WHAT IS REQUIRED:
Rewrite the listing below, substituting "sweet poppy seed paste" for every occurrence of "dark poppy seed filling" and leaving all other text untouched.

Recorded data:
──────────
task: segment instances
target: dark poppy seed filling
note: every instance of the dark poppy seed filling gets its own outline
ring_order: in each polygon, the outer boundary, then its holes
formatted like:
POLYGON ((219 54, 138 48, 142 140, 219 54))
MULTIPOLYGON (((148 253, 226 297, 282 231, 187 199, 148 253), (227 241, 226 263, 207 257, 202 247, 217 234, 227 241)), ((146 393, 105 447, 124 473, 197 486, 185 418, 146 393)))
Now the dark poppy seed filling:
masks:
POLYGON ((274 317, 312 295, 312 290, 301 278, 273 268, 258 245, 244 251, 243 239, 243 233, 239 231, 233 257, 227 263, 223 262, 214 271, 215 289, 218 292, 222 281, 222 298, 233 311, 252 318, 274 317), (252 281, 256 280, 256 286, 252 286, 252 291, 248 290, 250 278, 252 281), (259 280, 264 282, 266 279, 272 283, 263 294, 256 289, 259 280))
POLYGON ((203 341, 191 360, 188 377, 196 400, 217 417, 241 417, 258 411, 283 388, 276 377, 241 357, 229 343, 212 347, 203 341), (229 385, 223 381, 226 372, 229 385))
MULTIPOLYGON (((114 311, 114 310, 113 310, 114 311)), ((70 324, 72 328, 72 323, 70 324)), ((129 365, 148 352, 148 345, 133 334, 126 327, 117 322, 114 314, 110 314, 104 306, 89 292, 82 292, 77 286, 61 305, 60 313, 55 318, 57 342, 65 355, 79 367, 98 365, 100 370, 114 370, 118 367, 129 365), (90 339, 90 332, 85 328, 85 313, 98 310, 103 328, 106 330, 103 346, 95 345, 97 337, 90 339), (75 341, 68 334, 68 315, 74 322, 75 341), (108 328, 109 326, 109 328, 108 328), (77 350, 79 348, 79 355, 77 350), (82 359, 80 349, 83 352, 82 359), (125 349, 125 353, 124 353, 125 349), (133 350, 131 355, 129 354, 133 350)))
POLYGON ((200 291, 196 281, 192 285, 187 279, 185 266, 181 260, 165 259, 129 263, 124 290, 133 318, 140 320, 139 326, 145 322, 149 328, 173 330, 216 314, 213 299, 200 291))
──────────
OUTPUT OF THE TASK:
task: segment instances
target: sweet poppy seed paste
note: every instance of the sweet poppy seed paste gets its own outline
ring_order: in each polygon, the outer boundary, then its holes
formatted like:
POLYGON ((219 54, 138 48, 142 140, 219 54))
MULTIPOLYGON (((148 253, 226 297, 282 231, 187 199, 148 253), (227 241, 226 263, 207 257, 202 247, 217 234, 227 241)), ((146 393, 105 447, 124 473, 197 486, 185 418, 146 393)))
Now the sweet poppy seed paste:
masks:
POLYGON ((274 317, 312 295, 312 290, 301 278, 273 268, 258 245, 244 251, 243 239, 243 233, 239 231, 233 257, 227 263, 223 262, 214 271, 215 289, 218 292, 222 281, 222 298, 233 311, 252 318, 274 317), (252 281, 256 280, 256 286, 252 286, 252 291, 248 290, 250 278, 252 281), (259 280, 264 282, 266 279, 272 283, 263 294, 256 289, 259 280))
POLYGON ((203 341, 191 360, 188 377, 196 400, 217 417, 241 417, 258 411, 283 388, 276 377, 241 357, 229 343, 212 347, 203 341), (229 385, 223 381, 226 372, 229 385))
MULTIPOLYGON (((114 311, 114 310, 113 310, 114 311)), ((70 324, 72 328, 72 323, 70 324)), ((129 365, 148 352, 148 345, 133 334, 126 327, 117 322, 114 314, 110 314, 104 306, 89 292, 82 292, 77 286, 61 305, 60 313, 55 318, 57 342, 65 355, 79 367, 98 365, 100 370, 114 370, 118 367, 129 365), (90 339, 90 332, 85 328, 85 313, 98 310, 103 328, 106 330, 103 346, 95 345, 97 337, 90 339), (75 341, 68 334, 68 315, 74 322, 75 341), (108 328, 109 326, 109 328, 108 328), (77 350, 79 348, 79 355, 77 350), (82 359, 80 349, 83 352, 82 359), (125 349, 125 353, 124 353, 125 349), (133 350, 131 355, 129 354, 133 350)))
POLYGON ((200 291, 196 281, 192 285, 187 279, 185 266, 181 260, 165 259, 129 263, 124 290, 133 318, 140 320, 139 326, 145 322, 149 328, 173 330, 216 314, 213 299, 200 291))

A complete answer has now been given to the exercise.